→ Document section
Each time after that I landed at SFO, I was reminded of my first landing and it kind of choked me.
 
I have a habit of bursting into tears at the sight of something that moves me.

Near Santa Fe, New Mexico, there is a little mission at Chemaya. The main chapel is a small "folk-art" church. I stepped inside and sat down and the waterworks started like Niagara Falls.

There was something so moving and holy about that I was overcome. I'm not Catholic; I'm not even particularly religious, but there I was, crying my heart out.

I had to walk out. When I got outside, I calmed down and we went to lunch. Before we left, I went back into the chapel and here came the tears again. I have no idea why that place had such an effect on me.

The same thing happened when I saw The Pieta in Rome. Cue the waterworks, heavily.
 
I was only 8 years old at the time and I remember sitting in a tram with my family and we were coming down Bondi Road and I could smell
the salt in the air and then the pine trees and then that beautiful sight of the ocean. I was cheering and said, "Look at that beautiful beach".

→ Entries provided
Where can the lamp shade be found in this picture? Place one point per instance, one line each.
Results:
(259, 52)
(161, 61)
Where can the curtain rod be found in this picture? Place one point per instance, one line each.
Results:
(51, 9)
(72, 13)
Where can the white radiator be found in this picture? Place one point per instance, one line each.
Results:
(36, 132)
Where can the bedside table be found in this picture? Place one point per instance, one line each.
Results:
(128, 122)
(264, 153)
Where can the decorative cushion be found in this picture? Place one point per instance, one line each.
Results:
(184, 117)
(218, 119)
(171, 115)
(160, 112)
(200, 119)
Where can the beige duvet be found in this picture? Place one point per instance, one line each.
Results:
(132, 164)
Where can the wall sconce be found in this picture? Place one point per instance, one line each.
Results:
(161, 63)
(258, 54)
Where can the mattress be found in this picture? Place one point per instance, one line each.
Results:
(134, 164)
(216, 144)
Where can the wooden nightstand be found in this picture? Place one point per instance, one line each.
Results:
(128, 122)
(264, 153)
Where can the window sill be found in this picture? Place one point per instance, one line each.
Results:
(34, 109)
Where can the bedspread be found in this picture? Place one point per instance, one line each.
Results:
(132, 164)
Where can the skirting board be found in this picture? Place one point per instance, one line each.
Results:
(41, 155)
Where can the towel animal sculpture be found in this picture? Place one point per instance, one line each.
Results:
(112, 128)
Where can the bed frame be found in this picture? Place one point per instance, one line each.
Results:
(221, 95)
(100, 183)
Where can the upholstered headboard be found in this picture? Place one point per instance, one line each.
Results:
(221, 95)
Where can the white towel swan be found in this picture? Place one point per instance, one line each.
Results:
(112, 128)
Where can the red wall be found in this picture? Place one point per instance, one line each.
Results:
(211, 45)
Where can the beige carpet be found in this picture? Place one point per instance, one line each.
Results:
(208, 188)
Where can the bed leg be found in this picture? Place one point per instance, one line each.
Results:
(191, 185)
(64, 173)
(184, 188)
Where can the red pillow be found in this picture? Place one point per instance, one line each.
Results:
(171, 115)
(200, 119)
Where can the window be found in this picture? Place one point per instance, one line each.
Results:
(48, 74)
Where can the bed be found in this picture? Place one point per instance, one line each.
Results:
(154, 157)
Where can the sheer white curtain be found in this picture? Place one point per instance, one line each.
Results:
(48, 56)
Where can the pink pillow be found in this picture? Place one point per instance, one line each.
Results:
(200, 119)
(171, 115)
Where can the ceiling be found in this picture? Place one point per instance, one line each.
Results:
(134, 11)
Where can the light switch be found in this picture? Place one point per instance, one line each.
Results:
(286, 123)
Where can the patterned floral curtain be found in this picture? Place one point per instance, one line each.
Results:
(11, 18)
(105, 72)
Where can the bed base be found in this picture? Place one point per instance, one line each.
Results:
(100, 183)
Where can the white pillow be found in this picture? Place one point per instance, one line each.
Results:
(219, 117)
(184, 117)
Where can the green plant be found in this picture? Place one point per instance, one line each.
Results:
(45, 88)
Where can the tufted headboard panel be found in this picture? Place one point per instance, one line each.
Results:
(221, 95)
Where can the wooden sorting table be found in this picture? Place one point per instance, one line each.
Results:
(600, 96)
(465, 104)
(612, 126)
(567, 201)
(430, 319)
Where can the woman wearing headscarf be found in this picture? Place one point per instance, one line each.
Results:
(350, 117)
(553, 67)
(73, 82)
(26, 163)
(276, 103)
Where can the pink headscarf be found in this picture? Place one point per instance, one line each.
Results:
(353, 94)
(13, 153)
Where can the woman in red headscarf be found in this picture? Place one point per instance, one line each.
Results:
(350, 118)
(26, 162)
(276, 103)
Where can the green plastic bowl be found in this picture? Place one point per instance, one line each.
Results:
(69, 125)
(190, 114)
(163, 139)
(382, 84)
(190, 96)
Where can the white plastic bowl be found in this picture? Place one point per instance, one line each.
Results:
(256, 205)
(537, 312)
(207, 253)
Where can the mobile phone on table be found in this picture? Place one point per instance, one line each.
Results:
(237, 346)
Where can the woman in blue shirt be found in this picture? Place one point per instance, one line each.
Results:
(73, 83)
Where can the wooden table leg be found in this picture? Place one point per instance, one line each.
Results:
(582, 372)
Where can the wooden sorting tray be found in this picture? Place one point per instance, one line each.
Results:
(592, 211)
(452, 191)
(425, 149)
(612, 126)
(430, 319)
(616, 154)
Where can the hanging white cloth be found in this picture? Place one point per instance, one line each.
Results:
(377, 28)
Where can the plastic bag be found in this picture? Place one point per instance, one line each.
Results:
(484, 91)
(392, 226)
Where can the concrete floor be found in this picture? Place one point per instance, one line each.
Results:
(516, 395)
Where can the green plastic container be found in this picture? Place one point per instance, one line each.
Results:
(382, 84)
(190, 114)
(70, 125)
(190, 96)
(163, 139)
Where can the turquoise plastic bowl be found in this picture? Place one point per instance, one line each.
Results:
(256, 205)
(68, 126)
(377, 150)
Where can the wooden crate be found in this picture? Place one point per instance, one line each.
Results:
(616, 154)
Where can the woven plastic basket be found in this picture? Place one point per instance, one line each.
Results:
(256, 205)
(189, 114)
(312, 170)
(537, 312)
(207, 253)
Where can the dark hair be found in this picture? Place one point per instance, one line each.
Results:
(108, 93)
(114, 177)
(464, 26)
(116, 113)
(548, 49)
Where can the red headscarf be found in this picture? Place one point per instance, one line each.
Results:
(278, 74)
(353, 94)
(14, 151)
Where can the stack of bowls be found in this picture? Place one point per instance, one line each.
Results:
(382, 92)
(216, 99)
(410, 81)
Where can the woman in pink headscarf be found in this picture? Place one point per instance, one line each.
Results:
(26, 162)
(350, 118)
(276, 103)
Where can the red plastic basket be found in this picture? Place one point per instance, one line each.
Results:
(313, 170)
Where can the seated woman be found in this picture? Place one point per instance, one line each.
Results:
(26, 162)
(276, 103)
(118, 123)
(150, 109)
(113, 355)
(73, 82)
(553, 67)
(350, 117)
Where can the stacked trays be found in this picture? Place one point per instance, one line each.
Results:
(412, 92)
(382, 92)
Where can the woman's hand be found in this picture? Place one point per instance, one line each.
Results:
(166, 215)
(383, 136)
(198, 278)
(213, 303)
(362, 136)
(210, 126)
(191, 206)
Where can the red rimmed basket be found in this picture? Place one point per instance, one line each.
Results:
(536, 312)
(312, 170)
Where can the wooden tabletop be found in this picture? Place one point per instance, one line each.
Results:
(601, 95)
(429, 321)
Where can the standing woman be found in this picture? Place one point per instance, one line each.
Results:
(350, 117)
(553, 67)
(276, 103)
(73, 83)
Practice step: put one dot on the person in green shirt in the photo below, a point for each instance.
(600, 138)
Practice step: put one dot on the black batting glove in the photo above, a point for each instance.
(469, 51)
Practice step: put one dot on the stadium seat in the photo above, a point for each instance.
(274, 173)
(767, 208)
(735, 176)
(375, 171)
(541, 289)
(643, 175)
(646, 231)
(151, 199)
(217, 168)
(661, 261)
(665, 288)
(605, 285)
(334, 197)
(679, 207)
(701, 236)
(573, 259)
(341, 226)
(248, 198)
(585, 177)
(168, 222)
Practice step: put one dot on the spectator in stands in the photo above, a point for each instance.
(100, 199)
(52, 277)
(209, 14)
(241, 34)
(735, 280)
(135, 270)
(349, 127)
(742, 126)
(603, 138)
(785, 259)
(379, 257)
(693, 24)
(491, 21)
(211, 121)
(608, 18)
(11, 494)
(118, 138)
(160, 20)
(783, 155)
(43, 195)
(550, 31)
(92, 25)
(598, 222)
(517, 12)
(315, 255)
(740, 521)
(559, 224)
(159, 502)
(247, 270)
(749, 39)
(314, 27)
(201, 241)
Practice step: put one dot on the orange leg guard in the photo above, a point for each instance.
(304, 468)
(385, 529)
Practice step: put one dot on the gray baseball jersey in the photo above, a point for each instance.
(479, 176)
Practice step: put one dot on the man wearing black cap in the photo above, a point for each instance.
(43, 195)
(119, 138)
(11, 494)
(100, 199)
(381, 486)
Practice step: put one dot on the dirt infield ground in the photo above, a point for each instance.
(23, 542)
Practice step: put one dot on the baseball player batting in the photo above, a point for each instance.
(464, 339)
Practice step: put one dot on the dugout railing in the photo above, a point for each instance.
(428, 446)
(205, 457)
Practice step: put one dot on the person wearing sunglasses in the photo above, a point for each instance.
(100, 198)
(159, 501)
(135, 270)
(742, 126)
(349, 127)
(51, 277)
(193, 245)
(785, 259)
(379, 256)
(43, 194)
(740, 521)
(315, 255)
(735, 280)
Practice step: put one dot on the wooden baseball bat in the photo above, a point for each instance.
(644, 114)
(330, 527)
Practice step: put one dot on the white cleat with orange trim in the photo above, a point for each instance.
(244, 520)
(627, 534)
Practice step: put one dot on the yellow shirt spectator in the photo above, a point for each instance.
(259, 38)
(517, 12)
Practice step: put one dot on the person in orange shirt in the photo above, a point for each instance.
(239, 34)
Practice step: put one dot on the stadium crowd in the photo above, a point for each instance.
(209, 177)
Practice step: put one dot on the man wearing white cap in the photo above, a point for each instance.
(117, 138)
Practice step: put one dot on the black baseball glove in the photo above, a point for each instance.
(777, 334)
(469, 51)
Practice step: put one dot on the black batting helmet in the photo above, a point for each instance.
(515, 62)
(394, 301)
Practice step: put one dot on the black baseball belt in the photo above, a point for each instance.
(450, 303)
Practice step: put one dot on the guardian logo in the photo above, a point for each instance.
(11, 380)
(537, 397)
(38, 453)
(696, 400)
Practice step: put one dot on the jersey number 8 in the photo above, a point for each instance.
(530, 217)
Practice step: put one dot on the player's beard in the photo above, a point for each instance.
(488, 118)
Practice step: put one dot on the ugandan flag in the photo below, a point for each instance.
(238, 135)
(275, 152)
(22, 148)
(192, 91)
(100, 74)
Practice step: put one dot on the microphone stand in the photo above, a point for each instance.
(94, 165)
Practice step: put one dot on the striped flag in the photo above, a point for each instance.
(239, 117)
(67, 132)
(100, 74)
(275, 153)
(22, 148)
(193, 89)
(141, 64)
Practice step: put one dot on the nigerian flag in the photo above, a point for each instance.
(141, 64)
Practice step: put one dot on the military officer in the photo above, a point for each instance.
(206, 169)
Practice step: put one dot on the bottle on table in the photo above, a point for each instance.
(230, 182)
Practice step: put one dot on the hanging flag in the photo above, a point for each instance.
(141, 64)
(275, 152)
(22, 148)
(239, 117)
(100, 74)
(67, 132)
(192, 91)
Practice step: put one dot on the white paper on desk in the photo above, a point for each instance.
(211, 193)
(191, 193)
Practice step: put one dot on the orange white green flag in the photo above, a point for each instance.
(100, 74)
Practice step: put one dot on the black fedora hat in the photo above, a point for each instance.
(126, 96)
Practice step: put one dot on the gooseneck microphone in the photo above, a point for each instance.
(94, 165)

→ What this task involves
From the passage about places that moved the writer to tears, reproduce the text between "Near Santa Fe, New" and "my heart out.", inclusive.

→ Exercise result
Near Santa Fe, New Mexico, there is a little mission at Chemaya. The main chapel is a small "folk-art" church. I stepped inside and sat down and the waterworks started like Niagara Falls.

There was something so moving and holy about that I was overcome. I'm not Catholic; I'm not even particularly religious, but there I was, crying my heart out.